**Goal of the exercise**
Can you output the material exactly as written, minus any pictures it holds?

**Dataset entries**
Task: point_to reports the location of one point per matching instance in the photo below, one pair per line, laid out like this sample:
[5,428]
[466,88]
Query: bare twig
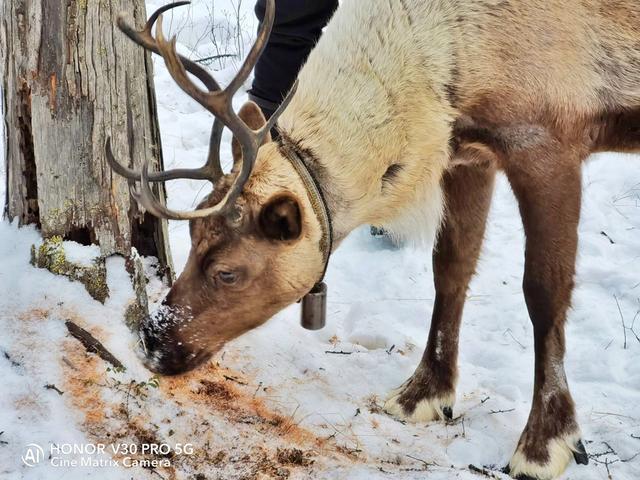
[424,462]
[494,412]
[604,234]
[91,344]
[234,379]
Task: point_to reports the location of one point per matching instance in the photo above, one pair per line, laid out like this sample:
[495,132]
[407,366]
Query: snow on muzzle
[164,350]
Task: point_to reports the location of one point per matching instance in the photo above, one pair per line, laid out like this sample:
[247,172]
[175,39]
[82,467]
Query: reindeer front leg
[430,393]
[548,190]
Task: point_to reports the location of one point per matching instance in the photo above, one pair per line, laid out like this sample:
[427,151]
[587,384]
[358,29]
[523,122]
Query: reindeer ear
[250,114]
[280,218]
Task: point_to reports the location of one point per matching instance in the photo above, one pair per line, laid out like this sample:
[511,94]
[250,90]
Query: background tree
[70,79]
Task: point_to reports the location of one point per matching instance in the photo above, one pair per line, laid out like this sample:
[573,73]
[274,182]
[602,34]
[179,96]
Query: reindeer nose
[167,356]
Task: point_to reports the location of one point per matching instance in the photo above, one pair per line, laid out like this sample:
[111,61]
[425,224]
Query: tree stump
[71,79]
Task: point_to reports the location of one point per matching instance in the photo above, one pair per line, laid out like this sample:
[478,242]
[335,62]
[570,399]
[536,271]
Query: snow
[380,299]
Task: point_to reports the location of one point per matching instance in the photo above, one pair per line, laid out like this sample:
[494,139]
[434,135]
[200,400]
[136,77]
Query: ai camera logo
[33,455]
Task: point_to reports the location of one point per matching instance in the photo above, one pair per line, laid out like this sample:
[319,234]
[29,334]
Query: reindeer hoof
[580,454]
[406,403]
[559,452]
[507,470]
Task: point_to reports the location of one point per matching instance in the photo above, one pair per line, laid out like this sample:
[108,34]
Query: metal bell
[314,308]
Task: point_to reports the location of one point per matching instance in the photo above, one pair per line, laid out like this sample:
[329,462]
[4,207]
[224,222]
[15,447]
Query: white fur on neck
[371,96]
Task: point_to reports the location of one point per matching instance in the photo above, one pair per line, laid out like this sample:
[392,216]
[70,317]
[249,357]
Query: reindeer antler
[217,101]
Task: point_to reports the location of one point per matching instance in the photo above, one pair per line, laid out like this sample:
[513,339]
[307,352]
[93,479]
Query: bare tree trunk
[71,79]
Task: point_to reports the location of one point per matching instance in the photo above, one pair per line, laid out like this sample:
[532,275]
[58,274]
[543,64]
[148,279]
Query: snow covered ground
[278,388]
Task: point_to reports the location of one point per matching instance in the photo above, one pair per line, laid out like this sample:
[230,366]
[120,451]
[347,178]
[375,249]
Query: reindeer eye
[228,278]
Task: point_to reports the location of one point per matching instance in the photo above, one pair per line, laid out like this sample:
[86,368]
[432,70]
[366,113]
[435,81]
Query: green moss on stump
[51,256]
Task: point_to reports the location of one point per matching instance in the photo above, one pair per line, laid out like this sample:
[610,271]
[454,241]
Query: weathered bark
[71,79]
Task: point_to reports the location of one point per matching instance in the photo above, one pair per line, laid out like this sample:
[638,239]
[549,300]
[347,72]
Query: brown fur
[401,102]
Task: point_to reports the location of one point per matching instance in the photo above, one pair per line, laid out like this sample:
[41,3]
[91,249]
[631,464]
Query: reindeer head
[256,241]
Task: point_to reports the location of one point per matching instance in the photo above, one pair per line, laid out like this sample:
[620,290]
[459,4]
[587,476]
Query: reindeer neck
[370,108]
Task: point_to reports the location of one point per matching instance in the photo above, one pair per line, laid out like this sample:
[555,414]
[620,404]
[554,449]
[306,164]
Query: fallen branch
[51,386]
[494,412]
[92,344]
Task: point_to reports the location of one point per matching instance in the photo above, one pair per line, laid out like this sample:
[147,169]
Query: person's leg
[296,29]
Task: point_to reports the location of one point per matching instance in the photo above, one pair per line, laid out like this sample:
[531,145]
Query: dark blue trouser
[296,29]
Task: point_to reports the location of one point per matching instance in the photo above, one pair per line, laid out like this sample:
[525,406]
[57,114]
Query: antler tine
[216,101]
[208,172]
[147,199]
[212,170]
[145,39]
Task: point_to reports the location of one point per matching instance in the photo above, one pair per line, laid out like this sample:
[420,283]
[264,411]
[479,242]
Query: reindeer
[403,114]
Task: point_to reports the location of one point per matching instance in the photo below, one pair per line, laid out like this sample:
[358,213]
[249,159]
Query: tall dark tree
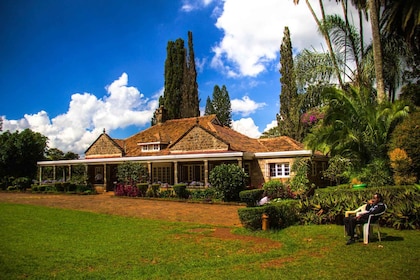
[180,96]
[221,105]
[20,152]
[288,119]
[209,110]
[190,102]
[174,76]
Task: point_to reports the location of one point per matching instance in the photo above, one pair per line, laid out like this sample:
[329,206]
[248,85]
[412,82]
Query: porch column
[40,174]
[206,173]
[175,172]
[149,171]
[86,172]
[69,172]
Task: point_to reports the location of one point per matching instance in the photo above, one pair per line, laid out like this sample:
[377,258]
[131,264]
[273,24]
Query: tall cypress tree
[190,101]
[180,96]
[288,119]
[174,73]
[221,105]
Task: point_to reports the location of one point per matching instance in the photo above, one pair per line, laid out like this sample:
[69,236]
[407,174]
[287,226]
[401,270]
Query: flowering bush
[126,190]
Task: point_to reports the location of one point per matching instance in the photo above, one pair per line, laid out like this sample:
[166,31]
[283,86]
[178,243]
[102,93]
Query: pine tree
[221,105]
[190,101]
[209,107]
[174,73]
[288,119]
[180,96]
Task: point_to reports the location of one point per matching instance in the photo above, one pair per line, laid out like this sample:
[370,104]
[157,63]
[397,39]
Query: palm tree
[403,18]
[355,125]
[377,51]
[326,36]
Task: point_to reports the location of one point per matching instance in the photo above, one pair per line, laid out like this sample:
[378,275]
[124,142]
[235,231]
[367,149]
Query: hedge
[328,206]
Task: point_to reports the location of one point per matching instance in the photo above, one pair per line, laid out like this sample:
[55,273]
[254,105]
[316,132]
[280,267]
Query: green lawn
[44,243]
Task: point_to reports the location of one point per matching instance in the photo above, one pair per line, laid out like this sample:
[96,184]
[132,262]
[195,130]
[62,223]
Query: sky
[70,69]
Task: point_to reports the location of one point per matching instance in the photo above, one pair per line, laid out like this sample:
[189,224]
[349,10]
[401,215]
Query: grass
[46,243]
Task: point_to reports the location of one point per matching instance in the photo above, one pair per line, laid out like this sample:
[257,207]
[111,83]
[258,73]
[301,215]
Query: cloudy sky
[70,69]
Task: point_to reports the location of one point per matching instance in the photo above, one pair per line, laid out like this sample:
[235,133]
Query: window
[150,148]
[279,170]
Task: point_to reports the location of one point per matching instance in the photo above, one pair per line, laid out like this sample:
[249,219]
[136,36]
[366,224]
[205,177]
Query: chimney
[160,114]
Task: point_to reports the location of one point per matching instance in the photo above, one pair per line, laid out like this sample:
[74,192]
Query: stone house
[186,150]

**Expected output**
Task: point_to reports the location of one point per matching instance in the photo below, one pair per line, laid out like this sample:
[5,428]
[466,88]
Query: bare twig
[424,462]
[494,412]
[604,234]
[91,344]
[234,379]
Task: point_to reports the location of one point per matching instance in the photo above, one pair per line, laid out like this sample:
[495,132]
[407,366]
Query: snow on muzzle
[164,350]
Task: point_to reports the location of one point per matching instance in the photo above, one pair per line, laid out like this sample:
[247,172]
[175,39]
[82,467]
Query: reindeer front leg
[430,393]
[548,190]
Task: point_to reports the location of one point per matching instance in the photo above, one pair per line, laid out like this sample:
[427,151]
[587,384]
[358,29]
[523,122]
Query: reindeer ear
[250,114]
[280,218]
Task: point_to reports the location of one point per matching instance in the photo above, one pair per line, laid out like this sample:
[511,94]
[250,90]
Query: background tree
[70,79]
Task: point_to reports the location of one point per matching instance in the photo above, one pair per line, laid out like this sample:
[573,73]
[274,182]
[602,34]
[179,96]
Query: reindeer nose
[167,356]
Task: point_to reports the location of one point per matching instance in the photo above, one pair per line, laid out like this sample:
[111,61]
[425,224]
Query: tree stump
[71,79]
Task: point_to reports the location of one point per matching instance in the photo above, one pair per line, laid out like this sample:
[478,242]
[335,62]
[570,399]
[536,271]
Query: snow
[380,299]
Task: point_to reports the location of one point per matching instance in the photo above, one pair per line, laid out like this sample:
[494,139]
[434,135]
[200,400]
[136,77]
Query: ai camera logo
[33,455]
Task: point_to reports the location of one point per matching instance in the photo above, one pair per line, laid out like this sample:
[319,234]
[29,334]
Query: reindeer hoof
[580,454]
[406,403]
[559,452]
[507,470]
Task: point_to reports the location of one point per matching instance in the photo above, one pair per line, laid out like this sample:
[108,34]
Query: metal bell
[314,308]
Task: point_to reports the location of one point per matching instance in the photo above, one pair per line, laid out like this sample:
[329,462]
[4,207]
[224,222]
[15,447]
Query: white fur on neck
[371,96]
Task: point_to reports the location of one point per matching instance in the photo above, one pair per line, laid out like this sample:
[392,216]
[70,317]
[249,357]
Query: reindeer antler
[217,101]
Task: point_to reports the location of one point per matching instance in the photo above, one pair per line, laid out like this sample:
[513,339]
[307,352]
[93,479]
Query: bare tree trunk
[71,79]
Task: point_to reports the location of one point per matching instance in the photo above, one pair per line, laid out like this sample:
[532,275]
[58,274]
[543,64]
[148,279]
Query: snow covered ground
[278,388]
Task: point_to reports the location of one point per matching instance in the photo above, one pair per line, laid out like this sample:
[230,366]
[120,451]
[347,178]
[375,249]
Query: reindeer eye
[228,278]
Task: point_to reports the location of one point per matching instance in the photo above, one pair per line, laid out like this sample:
[86,368]
[432,70]
[366,113]
[435,81]
Query: green moss on stump
[51,256]
Task: point_to reports the location of one point per matching instance in the photo above, one pair per line, laid out like this sample:
[610,271]
[454,241]
Query: weathered bark
[71,79]
Task: point_to reports the location of one point per matching instance in the photo above, one pair per line, laid out like this sample:
[638,239]
[549,300]
[347,72]
Query: brown fur
[401,102]
Task: point_to reports the location of one point per matching instance in the photo above, one pair per line, laid out like this sample:
[41,3]
[91,249]
[631,464]
Query: reindeer head
[256,241]
Task: point_to reports the location of one point per matching instance in the photo above, one pair per line, laid out like this sample:
[620,290]
[459,4]
[587,476]
Query: reindeer neck
[370,108]
Task: point_to reports the location of one point per matching instance in the photo above, one pair per line, laid out like this sample:
[555,414]
[620,404]
[554,449]
[306,164]
Query: fallen branch
[51,386]
[494,412]
[92,344]
Task: point_to reports the location of one point per matching instance in the photo above, one pair per line, laid out like this sample:
[147,169]
Query: person's leg
[296,29]
Task: point_to reports the location of one point per matching instance in the photo above, one pair per line, laid out like this sample:
[531,145]
Query: dark blue trouser
[296,29]
Task: point_to reports the location of one point per matching instance in the photo above, one pair per line, laid out like this sample:
[525,406]
[57,114]
Query: antler tine
[216,101]
[208,172]
[147,199]
[212,170]
[145,39]
Task: point_to reports the location of one point per matching instance in the photo above, one pair per line, laid out like this sample:
[420,283]
[264,411]
[479,242]
Query: reindeer
[403,114]
Task: point_to reports the location of one point per matching instance in the photo below, one pair per line, laid out like this sample:
[358,213]
[249,159]
Query: tall dark tree
[180,96]
[221,105]
[20,152]
[288,119]
[209,110]
[190,102]
[174,76]
Task: point_to reports the location of one point per matching instance in the photo above, one pair per line, laid out like this sample:
[329,206]
[248,85]
[412,82]
Query: porch column
[40,174]
[206,173]
[175,172]
[149,171]
[86,172]
[69,172]
Task: point_to reports the location of one point per matching instance in the photo above, one pair per line, laid out like this sample:
[377,258]
[131,264]
[273,24]
Query: tall cypress tree
[190,101]
[180,96]
[288,119]
[174,73]
[221,105]
Task: point_to reports the location of one point per matching instance in the photo above, one pair per line, laid out like this sample:
[69,236]
[407,174]
[287,226]
[401,270]
Query: flowering bush
[126,190]
Task: point_to reports the location of one point per matching instance in the photo above, one pair per line, laid out like this sample:
[166,31]
[283,86]
[178,243]
[102,93]
Query: pine tree
[221,105]
[190,101]
[209,107]
[174,73]
[288,119]
[180,96]
Task: point_to reports the location of one point per matching instance in the photo above, one pair per line, laid out like this sample:
[370,104]
[157,63]
[397,39]
Query: palm tree
[403,18]
[355,125]
[377,51]
[326,36]
Task: point_to reports the location of one point per matching instance in the photo above, one pair per line, laid out like this sample:
[378,275]
[124,142]
[235,231]
[367,149]
Query: hedge
[328,206]
Task: point_to reports the location of one point per matching instance in the photo above, one pair per line, laid out like this sample:
[55,273]
[254,105]
[316,132]
[280,267]
Query: green lawn
[44,243]
Task: point_to reports the location of one point per matching instance in the photo above, one pair per line, laid out like this sample:
[96,184]
[132,262]
[195,130]
[62,223]
Query: sky
[70,69]
Task: point_to reports the location of one point per matching instance in the photo above, one pair per line, laid out like this sample:
[189,224]
[349,10]
[401,215]
Query: grass
[46,243]
Task: point_to reports the location of one point per matching instance in the photo above, one pair per line, laid out like this sample:
[257,207]
[111,83]
[258,73]
[301,215]
Query: cloudy sky
[70,69]
Task: point_to reports the location of one point per matching instance in the photo above, one pair per line, laid out like this sample:
[235,133]
Query: window
[150,148]
[279,170]
Task: point_to reports the location of one point per matching instance in the photo above, one pair per line, laid out like this sample:
[249,219]
[136,36]
[366,224]
[205,177]
Query: chimney
[160,114]
Task: point_to reports the location of one point per matching instance in the photo above, one pair per line, laid out like this sample:
[74,192]
Query: stone house
[186,150]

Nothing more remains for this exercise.